Write out exactly the line containing "on cap in the photo above." along with each line that follows it in the records below, and no others.

___ Supplied data ___

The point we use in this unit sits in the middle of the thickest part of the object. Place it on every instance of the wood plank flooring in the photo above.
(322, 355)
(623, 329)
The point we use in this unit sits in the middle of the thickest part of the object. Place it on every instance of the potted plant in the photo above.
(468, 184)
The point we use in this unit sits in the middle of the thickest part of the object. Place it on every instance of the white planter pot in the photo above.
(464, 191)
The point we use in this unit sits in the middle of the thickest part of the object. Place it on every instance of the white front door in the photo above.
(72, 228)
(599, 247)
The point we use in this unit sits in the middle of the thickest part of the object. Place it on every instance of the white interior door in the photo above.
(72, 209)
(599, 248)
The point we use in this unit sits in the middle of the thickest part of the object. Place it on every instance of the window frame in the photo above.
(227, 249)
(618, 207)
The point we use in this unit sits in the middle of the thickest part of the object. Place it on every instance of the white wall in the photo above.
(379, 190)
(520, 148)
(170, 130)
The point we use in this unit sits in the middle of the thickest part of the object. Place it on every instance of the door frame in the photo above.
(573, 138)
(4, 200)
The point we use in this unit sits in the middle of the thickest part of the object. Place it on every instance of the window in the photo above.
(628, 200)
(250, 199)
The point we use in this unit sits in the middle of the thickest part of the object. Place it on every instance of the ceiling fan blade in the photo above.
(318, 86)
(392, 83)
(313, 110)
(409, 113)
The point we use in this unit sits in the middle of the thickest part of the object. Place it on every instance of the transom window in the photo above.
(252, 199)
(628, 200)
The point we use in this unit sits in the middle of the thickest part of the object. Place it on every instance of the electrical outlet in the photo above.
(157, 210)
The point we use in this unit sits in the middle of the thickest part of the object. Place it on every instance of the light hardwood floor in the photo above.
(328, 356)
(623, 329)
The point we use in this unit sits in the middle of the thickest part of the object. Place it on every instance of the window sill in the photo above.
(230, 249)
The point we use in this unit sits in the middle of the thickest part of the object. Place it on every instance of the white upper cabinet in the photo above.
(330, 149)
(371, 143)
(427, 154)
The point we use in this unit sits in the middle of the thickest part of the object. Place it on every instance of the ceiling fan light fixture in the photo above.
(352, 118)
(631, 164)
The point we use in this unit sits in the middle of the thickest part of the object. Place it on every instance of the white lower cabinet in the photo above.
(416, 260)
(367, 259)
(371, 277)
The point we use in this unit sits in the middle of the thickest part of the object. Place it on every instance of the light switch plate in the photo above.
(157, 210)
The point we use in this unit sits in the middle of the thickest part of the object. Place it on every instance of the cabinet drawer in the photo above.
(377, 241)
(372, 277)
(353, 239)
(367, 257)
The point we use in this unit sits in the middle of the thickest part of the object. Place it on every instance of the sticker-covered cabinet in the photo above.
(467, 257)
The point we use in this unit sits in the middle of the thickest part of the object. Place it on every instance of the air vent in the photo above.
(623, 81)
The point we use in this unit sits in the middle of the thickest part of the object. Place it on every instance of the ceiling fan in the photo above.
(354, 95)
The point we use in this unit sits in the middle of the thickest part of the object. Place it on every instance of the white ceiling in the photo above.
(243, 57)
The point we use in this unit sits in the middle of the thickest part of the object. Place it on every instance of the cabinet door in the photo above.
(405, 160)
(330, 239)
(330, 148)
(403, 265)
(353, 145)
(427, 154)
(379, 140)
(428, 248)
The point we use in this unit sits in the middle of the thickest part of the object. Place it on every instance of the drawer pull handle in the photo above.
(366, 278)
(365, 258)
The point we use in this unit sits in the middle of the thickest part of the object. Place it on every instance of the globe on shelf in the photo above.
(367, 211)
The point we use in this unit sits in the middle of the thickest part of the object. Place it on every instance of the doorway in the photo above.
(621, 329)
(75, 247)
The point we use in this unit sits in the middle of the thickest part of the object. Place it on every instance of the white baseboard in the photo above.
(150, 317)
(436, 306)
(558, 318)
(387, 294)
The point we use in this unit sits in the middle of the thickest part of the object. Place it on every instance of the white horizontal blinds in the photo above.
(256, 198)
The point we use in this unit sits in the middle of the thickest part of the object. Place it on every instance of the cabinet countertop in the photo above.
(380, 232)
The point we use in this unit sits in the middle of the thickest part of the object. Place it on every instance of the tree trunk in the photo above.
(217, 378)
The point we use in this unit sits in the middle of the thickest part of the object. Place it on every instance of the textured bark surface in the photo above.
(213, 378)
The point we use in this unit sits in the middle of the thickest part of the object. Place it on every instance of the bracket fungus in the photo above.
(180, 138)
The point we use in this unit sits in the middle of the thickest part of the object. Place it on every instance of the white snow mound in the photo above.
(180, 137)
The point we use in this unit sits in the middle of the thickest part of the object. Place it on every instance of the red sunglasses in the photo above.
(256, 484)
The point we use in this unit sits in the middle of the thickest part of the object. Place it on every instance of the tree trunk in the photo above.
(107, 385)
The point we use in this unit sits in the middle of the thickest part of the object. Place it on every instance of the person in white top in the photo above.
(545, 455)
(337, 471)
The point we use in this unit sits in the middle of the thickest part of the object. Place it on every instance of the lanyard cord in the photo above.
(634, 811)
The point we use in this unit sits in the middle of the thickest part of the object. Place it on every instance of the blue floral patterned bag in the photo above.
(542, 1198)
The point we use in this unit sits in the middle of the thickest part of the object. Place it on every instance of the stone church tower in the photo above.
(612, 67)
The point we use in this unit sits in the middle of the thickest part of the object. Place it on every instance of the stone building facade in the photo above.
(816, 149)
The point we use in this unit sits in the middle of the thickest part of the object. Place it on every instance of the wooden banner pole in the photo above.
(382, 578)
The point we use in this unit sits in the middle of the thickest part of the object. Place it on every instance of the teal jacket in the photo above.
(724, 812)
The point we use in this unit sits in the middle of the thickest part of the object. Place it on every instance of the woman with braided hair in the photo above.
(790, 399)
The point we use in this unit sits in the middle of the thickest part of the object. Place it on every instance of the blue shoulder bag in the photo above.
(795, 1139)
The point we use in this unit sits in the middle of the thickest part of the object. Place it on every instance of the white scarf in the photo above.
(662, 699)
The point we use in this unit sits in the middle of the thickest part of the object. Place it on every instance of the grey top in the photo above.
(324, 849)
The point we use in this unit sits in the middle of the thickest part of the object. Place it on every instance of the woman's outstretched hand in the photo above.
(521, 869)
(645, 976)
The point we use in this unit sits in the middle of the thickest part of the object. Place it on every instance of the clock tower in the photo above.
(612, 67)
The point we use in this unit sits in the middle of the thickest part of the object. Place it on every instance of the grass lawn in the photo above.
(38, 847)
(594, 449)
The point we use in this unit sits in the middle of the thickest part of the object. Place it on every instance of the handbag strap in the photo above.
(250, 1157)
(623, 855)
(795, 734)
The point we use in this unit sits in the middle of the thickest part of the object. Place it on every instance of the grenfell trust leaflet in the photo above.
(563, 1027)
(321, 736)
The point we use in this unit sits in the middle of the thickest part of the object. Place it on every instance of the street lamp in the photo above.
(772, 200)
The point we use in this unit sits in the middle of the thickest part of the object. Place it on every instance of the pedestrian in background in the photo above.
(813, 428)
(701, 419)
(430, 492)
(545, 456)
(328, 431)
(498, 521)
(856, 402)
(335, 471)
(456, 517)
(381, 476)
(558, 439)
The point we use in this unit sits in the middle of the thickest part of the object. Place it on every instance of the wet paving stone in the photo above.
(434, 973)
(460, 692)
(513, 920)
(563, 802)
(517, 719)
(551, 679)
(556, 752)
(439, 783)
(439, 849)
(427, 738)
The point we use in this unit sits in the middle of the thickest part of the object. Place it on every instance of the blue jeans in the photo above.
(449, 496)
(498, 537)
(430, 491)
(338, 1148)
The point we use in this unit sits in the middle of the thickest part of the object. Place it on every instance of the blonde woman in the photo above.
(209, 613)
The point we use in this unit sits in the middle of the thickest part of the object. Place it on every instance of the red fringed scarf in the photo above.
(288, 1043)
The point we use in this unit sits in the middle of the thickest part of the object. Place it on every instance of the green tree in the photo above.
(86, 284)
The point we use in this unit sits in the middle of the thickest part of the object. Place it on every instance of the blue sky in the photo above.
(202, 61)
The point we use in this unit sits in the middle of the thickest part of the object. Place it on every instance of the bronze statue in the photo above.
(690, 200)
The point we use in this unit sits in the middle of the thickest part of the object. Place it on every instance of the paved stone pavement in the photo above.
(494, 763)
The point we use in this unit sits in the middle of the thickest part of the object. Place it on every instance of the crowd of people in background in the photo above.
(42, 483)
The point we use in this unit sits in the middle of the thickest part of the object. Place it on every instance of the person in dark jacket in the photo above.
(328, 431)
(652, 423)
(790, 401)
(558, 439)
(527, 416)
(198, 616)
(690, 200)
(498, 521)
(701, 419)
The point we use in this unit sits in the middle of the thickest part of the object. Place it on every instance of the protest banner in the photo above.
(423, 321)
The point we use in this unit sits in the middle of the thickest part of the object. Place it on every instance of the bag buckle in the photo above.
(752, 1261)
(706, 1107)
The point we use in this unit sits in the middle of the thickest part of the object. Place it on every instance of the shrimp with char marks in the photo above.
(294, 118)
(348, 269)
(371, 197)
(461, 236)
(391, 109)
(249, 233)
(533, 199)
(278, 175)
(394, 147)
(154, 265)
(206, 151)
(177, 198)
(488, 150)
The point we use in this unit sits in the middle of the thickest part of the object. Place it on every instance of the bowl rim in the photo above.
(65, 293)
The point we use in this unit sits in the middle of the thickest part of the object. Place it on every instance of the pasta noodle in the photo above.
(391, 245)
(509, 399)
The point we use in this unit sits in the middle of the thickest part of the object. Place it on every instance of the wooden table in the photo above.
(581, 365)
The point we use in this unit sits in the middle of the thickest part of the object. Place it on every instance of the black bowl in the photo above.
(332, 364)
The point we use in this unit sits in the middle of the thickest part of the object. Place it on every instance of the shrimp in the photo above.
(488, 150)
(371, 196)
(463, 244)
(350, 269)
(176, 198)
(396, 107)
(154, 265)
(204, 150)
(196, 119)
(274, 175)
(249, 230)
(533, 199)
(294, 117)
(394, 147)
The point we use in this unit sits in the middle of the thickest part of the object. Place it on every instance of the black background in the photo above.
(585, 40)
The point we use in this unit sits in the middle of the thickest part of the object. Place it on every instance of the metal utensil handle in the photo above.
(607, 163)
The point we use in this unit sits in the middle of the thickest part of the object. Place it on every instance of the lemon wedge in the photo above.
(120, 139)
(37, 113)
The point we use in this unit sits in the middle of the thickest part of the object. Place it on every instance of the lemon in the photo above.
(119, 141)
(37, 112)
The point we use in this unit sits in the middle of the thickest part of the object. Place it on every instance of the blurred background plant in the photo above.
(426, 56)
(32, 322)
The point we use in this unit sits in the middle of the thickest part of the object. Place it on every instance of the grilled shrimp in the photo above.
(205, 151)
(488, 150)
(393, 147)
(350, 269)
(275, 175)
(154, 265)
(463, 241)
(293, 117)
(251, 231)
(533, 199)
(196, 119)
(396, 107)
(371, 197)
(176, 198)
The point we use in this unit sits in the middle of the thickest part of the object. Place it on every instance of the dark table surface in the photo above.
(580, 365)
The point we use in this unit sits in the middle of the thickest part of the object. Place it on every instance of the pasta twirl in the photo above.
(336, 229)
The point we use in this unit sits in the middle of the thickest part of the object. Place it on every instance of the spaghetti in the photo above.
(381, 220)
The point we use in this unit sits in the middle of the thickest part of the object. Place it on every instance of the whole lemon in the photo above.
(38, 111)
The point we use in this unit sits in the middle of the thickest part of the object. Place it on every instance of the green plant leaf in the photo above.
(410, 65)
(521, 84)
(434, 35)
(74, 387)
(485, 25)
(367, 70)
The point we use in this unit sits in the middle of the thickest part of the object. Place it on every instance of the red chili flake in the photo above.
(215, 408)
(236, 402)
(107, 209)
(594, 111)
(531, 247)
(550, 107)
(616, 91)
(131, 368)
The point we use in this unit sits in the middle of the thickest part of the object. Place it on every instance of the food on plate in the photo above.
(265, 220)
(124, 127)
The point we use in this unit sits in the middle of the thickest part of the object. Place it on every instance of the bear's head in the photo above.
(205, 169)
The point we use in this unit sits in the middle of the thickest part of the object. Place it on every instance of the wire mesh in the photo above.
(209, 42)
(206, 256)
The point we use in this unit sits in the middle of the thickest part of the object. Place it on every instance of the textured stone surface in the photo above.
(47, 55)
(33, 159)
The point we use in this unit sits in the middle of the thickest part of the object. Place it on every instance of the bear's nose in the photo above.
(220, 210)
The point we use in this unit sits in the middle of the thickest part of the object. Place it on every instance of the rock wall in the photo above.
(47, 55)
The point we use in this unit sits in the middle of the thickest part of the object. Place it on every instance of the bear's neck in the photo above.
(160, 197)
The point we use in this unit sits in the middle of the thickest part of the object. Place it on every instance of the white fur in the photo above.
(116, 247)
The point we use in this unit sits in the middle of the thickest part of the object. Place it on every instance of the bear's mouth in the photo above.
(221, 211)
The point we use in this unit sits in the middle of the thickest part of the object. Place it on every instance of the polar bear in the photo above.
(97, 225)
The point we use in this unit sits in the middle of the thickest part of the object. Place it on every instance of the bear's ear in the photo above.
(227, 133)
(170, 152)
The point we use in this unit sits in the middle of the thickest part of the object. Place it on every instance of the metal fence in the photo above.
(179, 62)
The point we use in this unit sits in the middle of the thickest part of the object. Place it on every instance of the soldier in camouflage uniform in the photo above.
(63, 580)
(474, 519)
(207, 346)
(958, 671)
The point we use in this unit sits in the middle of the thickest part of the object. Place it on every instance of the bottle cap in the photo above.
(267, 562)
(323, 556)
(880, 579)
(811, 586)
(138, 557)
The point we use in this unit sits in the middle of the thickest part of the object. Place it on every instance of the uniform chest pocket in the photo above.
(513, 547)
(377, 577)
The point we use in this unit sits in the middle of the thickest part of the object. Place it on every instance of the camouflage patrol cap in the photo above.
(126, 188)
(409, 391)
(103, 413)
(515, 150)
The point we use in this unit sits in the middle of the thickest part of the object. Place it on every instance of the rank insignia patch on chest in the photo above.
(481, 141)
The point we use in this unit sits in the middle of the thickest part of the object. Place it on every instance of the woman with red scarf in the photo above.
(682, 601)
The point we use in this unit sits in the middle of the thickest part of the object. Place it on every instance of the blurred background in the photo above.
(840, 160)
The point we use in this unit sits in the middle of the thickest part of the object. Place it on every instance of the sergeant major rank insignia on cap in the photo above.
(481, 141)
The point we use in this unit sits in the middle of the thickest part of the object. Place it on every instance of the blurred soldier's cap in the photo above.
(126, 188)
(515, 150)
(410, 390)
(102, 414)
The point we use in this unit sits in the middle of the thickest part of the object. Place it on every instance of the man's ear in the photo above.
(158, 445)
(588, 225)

___

**Task output**
The point we use in this unit sits in the middle of the thickest part of the object. Place it on every instance of the sergeant major rank insignia on cap in the photo above.
(481, 141)
The point we use in this unit sits in the middle of the thickest part of the object. Place it on every instance of the blurred soldier's cap in the photo above.
(126, 188)
(515, 150)
(410, 390)
(102, 414)
The point we use in this unit sits in the middle of the thickest part of the object. Place it on every instance of the man's ear in the photo above.
(158, 445)
(588, 225)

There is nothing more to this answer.